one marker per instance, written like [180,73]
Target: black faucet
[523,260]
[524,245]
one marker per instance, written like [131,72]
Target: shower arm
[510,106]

Exercise directions
In every entry above, replace "marker" with "point" and write the lines out again, changing nothing else.

Worked solution
one point per instance, written like [180,73]
Target: black faucet
[523,260]
[524,245]
one point per instance, written like [131,72]
Target: shower arm
[510,106]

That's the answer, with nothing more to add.